REQUIREMENT. Gather each line in the records below that contains the word "then" and copy those lines in full.

-----

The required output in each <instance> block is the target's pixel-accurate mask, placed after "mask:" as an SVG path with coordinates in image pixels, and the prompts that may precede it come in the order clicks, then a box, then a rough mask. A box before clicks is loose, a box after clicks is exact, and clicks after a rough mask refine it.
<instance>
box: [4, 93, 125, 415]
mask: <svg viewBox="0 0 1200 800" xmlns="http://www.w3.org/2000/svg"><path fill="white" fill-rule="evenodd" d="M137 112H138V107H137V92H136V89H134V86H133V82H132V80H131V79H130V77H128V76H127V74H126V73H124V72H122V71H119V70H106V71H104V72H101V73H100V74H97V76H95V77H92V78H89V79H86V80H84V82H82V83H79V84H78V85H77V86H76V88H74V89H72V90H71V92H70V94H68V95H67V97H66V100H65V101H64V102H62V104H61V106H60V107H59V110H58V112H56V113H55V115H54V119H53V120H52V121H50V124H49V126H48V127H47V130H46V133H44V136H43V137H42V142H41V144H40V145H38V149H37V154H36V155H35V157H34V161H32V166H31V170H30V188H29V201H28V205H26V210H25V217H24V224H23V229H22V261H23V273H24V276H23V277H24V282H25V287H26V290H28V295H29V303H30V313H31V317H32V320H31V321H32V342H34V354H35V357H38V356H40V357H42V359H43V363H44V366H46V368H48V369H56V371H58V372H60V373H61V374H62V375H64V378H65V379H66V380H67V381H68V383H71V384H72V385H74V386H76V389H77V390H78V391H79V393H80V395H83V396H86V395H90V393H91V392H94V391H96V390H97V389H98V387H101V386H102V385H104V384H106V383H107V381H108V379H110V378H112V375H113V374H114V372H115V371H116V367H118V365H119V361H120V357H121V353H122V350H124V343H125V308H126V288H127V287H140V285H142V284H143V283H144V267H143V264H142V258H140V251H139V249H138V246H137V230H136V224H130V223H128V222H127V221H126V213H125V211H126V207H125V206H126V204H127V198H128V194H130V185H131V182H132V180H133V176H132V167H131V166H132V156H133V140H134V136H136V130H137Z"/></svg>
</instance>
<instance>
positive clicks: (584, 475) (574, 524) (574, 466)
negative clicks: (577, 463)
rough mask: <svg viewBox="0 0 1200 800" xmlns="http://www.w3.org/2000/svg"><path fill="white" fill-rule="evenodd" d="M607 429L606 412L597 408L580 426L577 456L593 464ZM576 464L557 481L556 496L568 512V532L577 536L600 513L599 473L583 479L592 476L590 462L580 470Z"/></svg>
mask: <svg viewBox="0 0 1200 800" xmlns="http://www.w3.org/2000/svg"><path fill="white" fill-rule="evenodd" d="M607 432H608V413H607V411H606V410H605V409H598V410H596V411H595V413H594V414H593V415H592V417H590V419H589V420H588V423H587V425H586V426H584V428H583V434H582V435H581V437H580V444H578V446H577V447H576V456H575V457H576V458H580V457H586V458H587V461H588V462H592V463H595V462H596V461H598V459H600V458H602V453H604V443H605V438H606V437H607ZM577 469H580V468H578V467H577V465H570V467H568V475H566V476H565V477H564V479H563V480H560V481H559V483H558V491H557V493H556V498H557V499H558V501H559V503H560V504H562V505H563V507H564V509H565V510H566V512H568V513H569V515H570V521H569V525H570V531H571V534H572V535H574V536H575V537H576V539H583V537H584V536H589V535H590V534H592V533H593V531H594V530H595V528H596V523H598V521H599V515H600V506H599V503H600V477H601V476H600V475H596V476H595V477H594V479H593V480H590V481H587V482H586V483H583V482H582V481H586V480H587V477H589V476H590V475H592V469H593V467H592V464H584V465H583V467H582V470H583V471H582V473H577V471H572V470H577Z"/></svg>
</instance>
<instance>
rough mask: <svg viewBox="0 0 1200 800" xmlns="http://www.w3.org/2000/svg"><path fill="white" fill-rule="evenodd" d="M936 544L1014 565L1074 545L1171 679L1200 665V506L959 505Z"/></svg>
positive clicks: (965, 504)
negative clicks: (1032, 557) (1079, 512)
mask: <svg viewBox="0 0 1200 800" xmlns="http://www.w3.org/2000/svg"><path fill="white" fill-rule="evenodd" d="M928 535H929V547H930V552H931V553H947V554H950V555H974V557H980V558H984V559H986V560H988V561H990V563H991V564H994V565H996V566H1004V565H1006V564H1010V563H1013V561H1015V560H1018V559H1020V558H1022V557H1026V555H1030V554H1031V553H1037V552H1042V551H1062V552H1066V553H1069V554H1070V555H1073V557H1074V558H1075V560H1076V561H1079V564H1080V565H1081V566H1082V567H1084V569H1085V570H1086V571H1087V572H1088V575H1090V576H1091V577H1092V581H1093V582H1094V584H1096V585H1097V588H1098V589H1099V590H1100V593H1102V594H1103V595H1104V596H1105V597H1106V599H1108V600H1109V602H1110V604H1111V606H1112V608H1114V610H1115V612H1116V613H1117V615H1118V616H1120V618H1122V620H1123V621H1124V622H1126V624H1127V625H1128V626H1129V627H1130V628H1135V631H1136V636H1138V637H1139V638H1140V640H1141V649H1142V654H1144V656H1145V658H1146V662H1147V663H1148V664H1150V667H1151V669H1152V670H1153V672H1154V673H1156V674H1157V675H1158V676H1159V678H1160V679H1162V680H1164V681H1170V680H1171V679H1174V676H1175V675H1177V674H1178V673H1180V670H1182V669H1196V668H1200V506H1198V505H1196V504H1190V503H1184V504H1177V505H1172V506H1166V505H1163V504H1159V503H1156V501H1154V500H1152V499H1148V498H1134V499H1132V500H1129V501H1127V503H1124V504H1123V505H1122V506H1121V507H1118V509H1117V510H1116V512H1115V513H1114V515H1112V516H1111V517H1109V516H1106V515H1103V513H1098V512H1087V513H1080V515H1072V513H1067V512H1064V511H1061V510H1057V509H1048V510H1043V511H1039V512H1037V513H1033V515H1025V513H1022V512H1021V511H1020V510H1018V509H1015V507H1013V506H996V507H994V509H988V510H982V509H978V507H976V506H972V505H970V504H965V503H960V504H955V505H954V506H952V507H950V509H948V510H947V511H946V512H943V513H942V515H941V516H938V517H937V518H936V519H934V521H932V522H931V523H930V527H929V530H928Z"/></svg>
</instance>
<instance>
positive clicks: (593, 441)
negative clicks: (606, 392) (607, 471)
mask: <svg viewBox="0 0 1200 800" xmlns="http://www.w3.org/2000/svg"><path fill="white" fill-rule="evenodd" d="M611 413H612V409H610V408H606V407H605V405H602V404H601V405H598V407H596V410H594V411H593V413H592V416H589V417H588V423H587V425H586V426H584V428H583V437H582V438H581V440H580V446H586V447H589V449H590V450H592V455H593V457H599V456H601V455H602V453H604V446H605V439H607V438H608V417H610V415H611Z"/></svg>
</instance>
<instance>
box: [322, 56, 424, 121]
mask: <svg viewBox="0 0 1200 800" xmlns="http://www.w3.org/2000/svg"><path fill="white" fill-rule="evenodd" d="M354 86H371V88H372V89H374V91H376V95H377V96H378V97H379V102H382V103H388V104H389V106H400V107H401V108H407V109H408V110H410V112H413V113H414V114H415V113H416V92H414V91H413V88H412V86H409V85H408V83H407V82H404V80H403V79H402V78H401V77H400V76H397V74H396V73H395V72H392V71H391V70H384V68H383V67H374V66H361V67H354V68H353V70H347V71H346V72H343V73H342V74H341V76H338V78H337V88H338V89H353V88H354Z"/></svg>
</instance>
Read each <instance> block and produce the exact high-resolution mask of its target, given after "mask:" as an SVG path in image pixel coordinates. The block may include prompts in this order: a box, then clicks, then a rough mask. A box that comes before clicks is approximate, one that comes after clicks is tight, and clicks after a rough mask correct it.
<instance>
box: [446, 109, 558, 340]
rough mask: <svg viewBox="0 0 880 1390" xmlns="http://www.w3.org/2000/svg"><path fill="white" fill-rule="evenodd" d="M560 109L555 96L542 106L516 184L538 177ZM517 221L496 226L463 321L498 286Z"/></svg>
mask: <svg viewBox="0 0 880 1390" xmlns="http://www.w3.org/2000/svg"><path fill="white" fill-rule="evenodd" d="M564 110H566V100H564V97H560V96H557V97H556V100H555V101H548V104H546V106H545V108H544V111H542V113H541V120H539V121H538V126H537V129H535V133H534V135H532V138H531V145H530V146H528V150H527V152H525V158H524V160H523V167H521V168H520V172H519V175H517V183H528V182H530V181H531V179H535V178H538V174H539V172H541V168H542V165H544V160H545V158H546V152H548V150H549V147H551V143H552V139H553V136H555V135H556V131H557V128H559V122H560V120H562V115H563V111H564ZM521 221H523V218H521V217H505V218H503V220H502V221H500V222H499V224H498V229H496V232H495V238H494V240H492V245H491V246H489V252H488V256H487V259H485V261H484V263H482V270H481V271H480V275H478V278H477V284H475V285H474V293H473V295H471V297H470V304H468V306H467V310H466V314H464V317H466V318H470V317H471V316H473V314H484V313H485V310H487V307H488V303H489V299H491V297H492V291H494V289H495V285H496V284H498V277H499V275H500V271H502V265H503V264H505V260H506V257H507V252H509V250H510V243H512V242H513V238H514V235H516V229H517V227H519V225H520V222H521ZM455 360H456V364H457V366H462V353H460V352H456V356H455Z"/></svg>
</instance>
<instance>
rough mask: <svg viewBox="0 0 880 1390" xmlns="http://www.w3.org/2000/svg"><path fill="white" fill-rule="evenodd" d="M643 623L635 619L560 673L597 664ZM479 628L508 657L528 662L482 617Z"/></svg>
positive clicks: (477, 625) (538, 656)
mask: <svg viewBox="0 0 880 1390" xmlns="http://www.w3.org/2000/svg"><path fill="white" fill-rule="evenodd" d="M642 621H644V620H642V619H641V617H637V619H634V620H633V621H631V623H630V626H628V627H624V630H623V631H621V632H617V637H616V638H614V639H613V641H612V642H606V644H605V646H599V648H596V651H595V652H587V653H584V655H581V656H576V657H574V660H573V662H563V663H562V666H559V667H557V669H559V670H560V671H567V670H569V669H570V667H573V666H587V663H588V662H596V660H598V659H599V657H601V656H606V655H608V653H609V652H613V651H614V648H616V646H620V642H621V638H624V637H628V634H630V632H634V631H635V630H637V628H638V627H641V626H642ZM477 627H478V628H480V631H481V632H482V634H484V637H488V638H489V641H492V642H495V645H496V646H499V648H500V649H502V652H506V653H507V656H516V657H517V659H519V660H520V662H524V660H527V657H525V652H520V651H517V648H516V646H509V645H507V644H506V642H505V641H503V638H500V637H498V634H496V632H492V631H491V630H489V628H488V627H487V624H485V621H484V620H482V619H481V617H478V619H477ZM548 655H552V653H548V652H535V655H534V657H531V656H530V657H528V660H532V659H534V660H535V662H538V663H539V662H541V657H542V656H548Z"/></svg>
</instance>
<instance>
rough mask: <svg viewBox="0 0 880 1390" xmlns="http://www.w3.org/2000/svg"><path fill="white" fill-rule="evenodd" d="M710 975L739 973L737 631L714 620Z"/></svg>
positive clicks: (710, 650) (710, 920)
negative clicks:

-----

WRITTEN SOLUTION.
The required output in each <instance> block is the target's pixel-accurate mask, placed after "mask:" as an SVG path with coordinates in image pixels, and the prompts that may precede it come in the order clicks, then a box, then a rough mask. A box before clicks is loose, a box after clicks is exact, and clicks after a rough mask refine it.
Read each <instance> block and produce the exact high-resolution mask of its target, given after "mask:" as an SVG path in image pixel coordinates. The block may include prompts in this order: a box, then clicks, then a rough mask. A box that comes before clicks is approximate, one that comes after clicks is tight, and clicks after a rough mask correct it.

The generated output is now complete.